▸ Your task: Reproduce every line of the listing that follows verbatim, omitting the pictures.

▸ Given data:
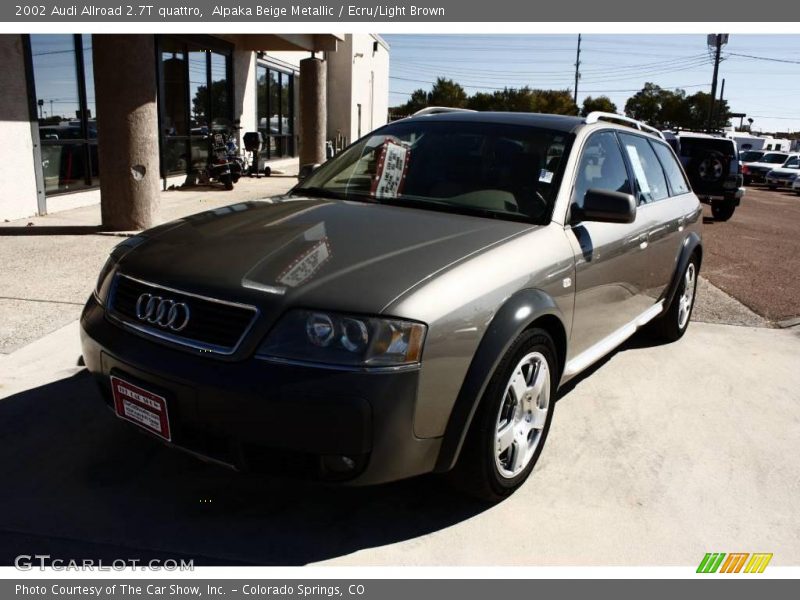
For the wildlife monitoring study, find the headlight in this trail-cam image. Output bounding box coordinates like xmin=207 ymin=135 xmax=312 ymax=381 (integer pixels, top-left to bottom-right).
xmin=257 ymin=310 xmax=426 ymax=368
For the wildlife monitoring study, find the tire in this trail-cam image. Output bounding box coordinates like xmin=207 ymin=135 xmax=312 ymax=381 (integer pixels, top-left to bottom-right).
xmin=689 ymin=150 xmax=729 ymax=185
xmin=711 ymin=202 xmax=736 ymax=221
xmin=449 ymin=329 xmax=561 ymax=503
xmin=651 ymin=254 xmax=700 ymax=342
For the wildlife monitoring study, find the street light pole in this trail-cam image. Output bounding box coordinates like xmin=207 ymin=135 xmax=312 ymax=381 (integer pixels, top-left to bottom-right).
xmin=707 ymin=33 xmax=722 ymax=131
xmin=575 ymin=33 xmax=581 ymax=106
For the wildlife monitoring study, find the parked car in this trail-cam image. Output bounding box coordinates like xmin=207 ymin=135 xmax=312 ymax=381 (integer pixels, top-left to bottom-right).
xmin=766 ymin=154 xmax=800 ymax=190
xmin=792 ymin=177 xmax=800 ymax=196
xmin=742 ymin=152 xmax=790 ymax=183
xmin=81 ymin=112 xmax=703 ymax=501
xmin=665 ymin=131 xmax=744 ymax=221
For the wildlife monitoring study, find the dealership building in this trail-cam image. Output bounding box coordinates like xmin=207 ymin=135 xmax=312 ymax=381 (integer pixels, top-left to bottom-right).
xmin=0 ymin=34 xmax=389 ymax=230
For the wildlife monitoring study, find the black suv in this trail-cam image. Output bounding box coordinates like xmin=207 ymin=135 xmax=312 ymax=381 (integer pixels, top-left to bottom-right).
xmin=664 ymin=131 xmax=744 ymax=221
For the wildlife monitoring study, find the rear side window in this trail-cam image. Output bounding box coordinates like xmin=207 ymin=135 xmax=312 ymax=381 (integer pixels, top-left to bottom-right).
xmin=573 ymin=131 xmax=631 ymax=207
xmin=619 ymin=133 xmax=669 ymax=204
xmin=650 ymin=140 xmax=689 ymax=196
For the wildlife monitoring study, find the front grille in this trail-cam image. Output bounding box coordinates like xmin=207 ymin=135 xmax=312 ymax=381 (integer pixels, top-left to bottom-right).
xmin=110 ymin=274 xmax=258 ymax=354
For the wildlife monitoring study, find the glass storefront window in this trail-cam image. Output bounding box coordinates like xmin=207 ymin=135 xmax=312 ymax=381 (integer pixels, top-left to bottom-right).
xmin=257 ymin=65 xmax=295 ymax=158
xmin=29 ymin=34 xmax=99 ymax=196
xmin=158 ymin=36 xmax=232 ymax=175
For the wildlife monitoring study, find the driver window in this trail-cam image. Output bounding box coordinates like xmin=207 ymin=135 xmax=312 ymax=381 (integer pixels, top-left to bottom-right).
xmin=572 ymin=131 xmax=631 ymax=207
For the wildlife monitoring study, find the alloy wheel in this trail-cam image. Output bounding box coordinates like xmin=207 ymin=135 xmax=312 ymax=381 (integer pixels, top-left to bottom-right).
xmin=494 ymin=352 xmax=550 ymax=479
xmin=678 ymin=262 xmax=697 ymax=329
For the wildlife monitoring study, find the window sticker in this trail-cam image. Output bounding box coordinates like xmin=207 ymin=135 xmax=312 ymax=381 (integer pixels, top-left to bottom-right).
xmin=625 ymin=144 xmax=650 ymax=194
xmin=371 ymin=139 xmax=411 ymax=198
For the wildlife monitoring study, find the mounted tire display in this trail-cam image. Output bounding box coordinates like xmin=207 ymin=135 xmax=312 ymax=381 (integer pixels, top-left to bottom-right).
xmin=449 ymin=329 xmax=560 ymax=502
xmin=689 ymin=150 xmax=730 ymax=185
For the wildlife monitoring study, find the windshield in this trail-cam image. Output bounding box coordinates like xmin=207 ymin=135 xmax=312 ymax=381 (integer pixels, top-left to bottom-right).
xmin=761 ymin=152 xmax=789 ymax=165
xmin=740 ymin=150 xmax=764 ymax=162
xmin=292 ymin=118 xmax=572 ymax=223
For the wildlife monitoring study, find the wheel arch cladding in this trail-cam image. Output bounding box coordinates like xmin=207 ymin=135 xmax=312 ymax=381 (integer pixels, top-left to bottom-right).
xmin=664 ymin=231 xmax=703 ymax=310
xmin=435 ymin=289 xmax=567 ymax=472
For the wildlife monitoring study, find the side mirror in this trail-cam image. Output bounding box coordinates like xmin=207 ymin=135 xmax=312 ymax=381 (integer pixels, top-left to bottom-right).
xmin=297 ymin=163 xmax=320 ymax=181
xmin=570 ymin=189 xmax=636 ymax=224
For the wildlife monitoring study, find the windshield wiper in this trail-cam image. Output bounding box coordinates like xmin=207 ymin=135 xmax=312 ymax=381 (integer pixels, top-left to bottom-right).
xmin=289 ymin=187 xmax=347 ymax=200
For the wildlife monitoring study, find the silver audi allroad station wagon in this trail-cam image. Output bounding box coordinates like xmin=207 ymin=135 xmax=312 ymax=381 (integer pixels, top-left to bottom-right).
xmin=81 ymin=109 xmax=702 ymax=501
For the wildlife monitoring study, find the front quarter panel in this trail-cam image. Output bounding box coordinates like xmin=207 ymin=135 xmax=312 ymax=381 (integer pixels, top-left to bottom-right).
xmin=385 ymin=223 xmax=575 ymax=438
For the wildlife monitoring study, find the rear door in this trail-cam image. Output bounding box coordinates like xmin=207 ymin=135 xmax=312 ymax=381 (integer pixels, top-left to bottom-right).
xmin=619 ymin=133 xmax=697 ymax=302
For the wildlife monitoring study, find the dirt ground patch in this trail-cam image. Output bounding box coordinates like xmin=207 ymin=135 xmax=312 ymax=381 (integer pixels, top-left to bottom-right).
xmin=702 ymin=186 xmax=800 ymax=322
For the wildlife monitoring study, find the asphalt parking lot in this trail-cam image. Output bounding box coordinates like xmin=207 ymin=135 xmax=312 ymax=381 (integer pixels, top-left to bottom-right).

▸ Worked solution:
For the wildlife monitoring study, find the headlight in this trail-cam image. Output bounding box coordinates like xmin=207 ymin=135 xmax=312 ymax=381 (integer pixels, top-left to bottom-right).
xmin=257 ymin=310 xmax=426 ymax=368
For the wildlife monitoring study, find the tire in this trail-cam image. Output bounding box coordinates like xmin=207 ymin=135 xmax=312 ymax=381 (integer pixels, top-left to bottom-right).
xmin=689 ymin=150 xmax=729 ymax=185
xmin=711 ymin=202 xmax=736 ymax=221
xmin=449 ymin=329 xmax=561 ymax=503
xmin=651 ymin=254 xmax=700 ymax=342
For the wildlife monitoring study, find the street light pole in this trail-cam image. Output bounding box coordinates like xmin=207 ymin=135 xmax=312 ymax=381 (integer pixels, top-left to bottom-right).
xmin=707 ymin=33 xmax=722 ymax=131
xmin=575 ymin=33 xmax=581 ymax=106
For the wildlife monitoring study, find the parked car in this trail-cam image. Output bounding box coordinates like xmin=207 ymin=135 xmax=312 ymax=381 (integer pixels, top-left to bottom-right).
xmin=766 ymin=154 xmax=800 ymax=190
xmin=792 ymin=177 xmax=800 ymax=196
xmin=742 ymin=152 xmax=790 ymax=183
xmin=81 ymin=112 xmax=703 ymax=501
xmin=665 ymin=131 xmax=744 ymax=221
For the wildlife monitoring study, find the dealership building in this trail-cam image. Output bounding box coordinates like xmin=207 ymin=135 xmax=312 ymax=381 (integer pixels, top-left to bottom-right).
xmin=0 ymin=34 xmax=389 ymax=230
For the wildlife monitoring study, find the black suv in this trail-cam image. Output bounding box coordinates like xmin=207 ymin=135 xmax=312 ymax=381 (integer pixels, top-left to bottom-right).
xmin=664 ymin=131 xmax=744 ymax=221
For the wildlife monitoring study, find the rear side window in this trail-cam image. Output bounding box coordinates like xmin=207 ymin=135 xmax=312 ymax=381 (integer pixels, top-left to bottom-right).
xmin=573 ymin=131 xmax=631 ymax=207
xmin=619 ymin=133 xmax=669 ymax=204
xmin=650 ymin=140 xmax=689 ymax=196
For the wildlife monitoring study, find the front grille in this trail-cam image. Output bounding box coordinates like xmin=207 ymin=135 xmax=312 ymax=381 (integer pixels, top-left to bottom-right).
xmin=110 ymin=274 xmax=258 ymax=354
For the wildlife monitoring study, find the glass storefront window in this trail-cam image. Output bounding box coordinates like xmin=207 ymin=135 xmax=312 ymax=381 (integer pixels, top-left to bottom-right).
xmin=257 ymin=65 xmax=295 ymax=158
xmin=29 ymin=34 xmax=99 ymax=196
xmin=158 ymin=36 xmax=232 ymax=175
For the wildlife monitoring study, find the driver window in this trail-cam image. Output bounding box coordinates like xmin=207 ymin=135 xmax=312 ymax=381 (integer pixels, top-left to bottom-right).
xmin=572 ymin=131 xmax=631 ymax=207
For the wildlife monitoring study, find the alloy wheel in this trail-cam image. Output bounding box coordinates like xmin=207 ymin=135 xmax=312 ymax=381 (integer pixels, top-left to bottom-right).
xmin=494 ymin=352 xmax=550 ymax=479
xmin=678 ymin=262 xmax=697 ymax=329
For the wildlife monitoring study, find the window sticker in this trail-cam image. Output bounding box coordinates like xmin=207 ymin=135 xmax=312 ymax=381 (integer pixels, top-left to bottom-right).
xmin=625 ymin=144 xmax=650 ymax=194
xmin=371 ymin=139 xmax=411 ymax=198
For the wildlife monitoring study, find the mounted tire display in this trail-cam image. Output bounding box coordinates like xmin=207 ymin=135 xmax=312 ymax=381 (integer pixels, top-left to bottom-right).
xmin=449 ymin=329 xmax=560 ymax=502
xmin=689 ymin=150 xmax=730 ymax=185
For the wildlife monitoring study, find the windshield in this trail-cam image. Output bounding box coordinates like xmin=207 ymin=135 xmax=312 ymax=381 (integer pixels, top-left to bottom-right).
xmin=761 ymin=152 xmax=789 ymax=165
xmin=740 ymin=150 xmax=764 ymax=162
xmin=292 ymin=118 xmax=572 ymax=223
For the wildlife monitoring study, find the wheel arch cladding in this trail-cam image. Output bounding box coordinates like xmin=207 ymin=135 xmax=312 ymax=381 (integer pixels, top-left to bottom-right).
xmin=664 ymin=231 xmax=703 ymax=310
xmin=435 ymin=289 xmax=567 ymax=472
For the wildlife monitoring study, find the side mirror in this trail-cam image. Output bounding box coordinates like xmin=207 ymin=135 xmax=312 ymax=381 (integer pixels, top-left to bottom-right).
xmin=297 ymin=163 xmax=320 ymax=181
xmin=570 ymin=189 xmax=636 ymax=224
For the wildlife monitoring study, find the windshield wiper in this trail-cam image. Output bounding box coordinates like xmin=207 ymin=135 xmax=312 ymax=381 (integer pixels, top-left to bottom-right).
xmin=289 ymin=187 xmax=347 ymax=200
For the wildlife monitoring study, find the silver audi allroad station wagon in this trail-cam image. Output bounding box coordinates like xmin=207 ymin=135 xmax=312 ymax=381 (integer pixels, top-left to bottom-right).
xmin=81 ymin=109 xmax=702 ymax=501
For the wildlife monitoring study, find the front quarter panel in this trail-cam image. Output bounding box coordinates like xmin=207 ymin=135 xmax=312 ymax=381 (integer pixels, top-left to bottom-right).
xmin=385 ymin=223 xmax=575 ymax=438
For the wildlife monitoring study, find the rear door in this trail-cam image. Output bounding box coordinates like xmin=207 ymin=135 xmax=312 ymax=381 (integer pixels, top-left to bottom-right).
xmin=619 ymin=133 xmax=697 ymax=302
For the wildlife monitoring study, find the dirt ground patch in this trail-cam image. Output bounding box coordinates like xmin=207 ymin=135 xmax=312 ymax=381 (integer pixels, top-left to bottom-right).
xmin=702 ymin=186 xmax=800 ymax=322
For the wildlife monitoring study, find the asphalt parking lot in this trail-cam image. Output bounding box coordinates like xmin=207 ymin=135 xmax=312 ymax=381 (integer pixels, top-left to bottom-right).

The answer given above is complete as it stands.